**Exercise inputs**.
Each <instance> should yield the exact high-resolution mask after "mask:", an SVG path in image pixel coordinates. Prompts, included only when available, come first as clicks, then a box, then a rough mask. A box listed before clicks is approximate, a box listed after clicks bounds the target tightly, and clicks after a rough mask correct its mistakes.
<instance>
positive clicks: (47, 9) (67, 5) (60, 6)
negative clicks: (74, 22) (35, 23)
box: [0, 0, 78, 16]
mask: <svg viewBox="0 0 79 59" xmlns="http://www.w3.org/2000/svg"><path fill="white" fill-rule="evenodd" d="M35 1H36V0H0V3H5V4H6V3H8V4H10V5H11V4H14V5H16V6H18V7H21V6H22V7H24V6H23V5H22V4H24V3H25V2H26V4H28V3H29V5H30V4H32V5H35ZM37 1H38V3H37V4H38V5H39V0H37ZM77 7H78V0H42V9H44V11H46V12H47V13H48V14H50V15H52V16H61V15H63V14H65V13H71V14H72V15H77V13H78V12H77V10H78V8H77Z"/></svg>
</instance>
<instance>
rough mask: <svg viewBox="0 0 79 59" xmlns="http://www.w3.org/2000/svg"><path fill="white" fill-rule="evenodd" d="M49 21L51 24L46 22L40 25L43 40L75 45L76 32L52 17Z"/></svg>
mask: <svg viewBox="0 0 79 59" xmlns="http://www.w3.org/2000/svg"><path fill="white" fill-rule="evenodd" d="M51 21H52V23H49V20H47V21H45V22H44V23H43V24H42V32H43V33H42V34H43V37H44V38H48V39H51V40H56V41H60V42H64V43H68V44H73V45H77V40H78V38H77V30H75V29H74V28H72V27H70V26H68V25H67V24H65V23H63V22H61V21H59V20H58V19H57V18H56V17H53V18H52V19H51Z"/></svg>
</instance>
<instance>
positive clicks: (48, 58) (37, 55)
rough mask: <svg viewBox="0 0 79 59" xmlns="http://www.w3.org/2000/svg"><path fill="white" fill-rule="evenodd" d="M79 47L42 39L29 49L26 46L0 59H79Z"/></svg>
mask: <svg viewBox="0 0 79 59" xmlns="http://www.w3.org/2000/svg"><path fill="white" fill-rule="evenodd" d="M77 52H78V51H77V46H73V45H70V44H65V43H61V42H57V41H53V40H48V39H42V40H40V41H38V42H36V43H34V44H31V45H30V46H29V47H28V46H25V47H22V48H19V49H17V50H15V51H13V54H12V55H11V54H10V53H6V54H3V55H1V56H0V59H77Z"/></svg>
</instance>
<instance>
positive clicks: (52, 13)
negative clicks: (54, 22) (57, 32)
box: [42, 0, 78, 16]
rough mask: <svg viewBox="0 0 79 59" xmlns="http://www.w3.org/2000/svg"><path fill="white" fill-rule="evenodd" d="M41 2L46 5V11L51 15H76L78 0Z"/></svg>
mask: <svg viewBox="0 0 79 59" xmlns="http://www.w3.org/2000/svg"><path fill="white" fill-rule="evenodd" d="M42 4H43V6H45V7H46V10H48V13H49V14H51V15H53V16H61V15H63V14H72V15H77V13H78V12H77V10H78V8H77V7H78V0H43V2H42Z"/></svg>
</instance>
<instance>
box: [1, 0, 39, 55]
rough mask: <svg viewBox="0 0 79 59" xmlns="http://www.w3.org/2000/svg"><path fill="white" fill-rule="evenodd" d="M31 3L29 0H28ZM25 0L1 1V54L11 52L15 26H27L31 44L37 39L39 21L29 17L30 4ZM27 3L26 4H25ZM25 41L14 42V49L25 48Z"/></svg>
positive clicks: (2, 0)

==

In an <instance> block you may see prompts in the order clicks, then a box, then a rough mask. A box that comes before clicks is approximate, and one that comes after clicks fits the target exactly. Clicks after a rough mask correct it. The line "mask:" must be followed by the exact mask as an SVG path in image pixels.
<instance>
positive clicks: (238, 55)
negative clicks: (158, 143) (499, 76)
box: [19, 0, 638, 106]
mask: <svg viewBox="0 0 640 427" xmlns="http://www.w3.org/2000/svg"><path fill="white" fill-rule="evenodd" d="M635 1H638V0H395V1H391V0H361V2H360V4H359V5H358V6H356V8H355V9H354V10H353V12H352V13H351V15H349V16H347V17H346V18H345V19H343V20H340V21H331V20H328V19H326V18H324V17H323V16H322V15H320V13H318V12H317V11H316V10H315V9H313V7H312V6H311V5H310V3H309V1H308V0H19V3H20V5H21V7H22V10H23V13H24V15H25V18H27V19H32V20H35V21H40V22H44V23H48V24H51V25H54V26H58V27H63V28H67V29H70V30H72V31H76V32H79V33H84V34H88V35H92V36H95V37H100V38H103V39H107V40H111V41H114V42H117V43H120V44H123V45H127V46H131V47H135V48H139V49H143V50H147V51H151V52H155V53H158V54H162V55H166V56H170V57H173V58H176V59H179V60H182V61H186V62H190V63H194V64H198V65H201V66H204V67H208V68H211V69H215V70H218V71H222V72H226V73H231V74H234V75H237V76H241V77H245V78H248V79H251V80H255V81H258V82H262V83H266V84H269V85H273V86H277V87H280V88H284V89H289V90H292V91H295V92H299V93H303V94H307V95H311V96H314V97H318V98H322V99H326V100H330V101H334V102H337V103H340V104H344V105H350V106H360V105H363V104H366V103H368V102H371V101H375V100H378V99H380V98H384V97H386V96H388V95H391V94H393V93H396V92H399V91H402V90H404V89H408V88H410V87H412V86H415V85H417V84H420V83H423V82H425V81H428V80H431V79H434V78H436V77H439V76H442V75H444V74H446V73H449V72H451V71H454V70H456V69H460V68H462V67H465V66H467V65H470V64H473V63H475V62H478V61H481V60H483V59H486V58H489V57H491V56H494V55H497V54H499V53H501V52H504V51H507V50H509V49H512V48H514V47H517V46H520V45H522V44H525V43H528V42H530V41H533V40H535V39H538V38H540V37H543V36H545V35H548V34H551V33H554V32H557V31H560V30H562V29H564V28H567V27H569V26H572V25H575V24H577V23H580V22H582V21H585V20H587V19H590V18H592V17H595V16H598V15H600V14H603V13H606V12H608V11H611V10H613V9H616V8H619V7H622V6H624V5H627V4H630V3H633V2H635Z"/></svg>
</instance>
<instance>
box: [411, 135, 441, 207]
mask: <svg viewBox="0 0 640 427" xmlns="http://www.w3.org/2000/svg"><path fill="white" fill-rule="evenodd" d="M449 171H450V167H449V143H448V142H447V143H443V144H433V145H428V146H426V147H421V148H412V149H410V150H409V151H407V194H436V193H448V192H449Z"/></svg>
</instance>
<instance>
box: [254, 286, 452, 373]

**Exercise directions**. Please count the lines in the records above that contain the word "then", with case counting, and reply with only that number.

**Written solution**. 2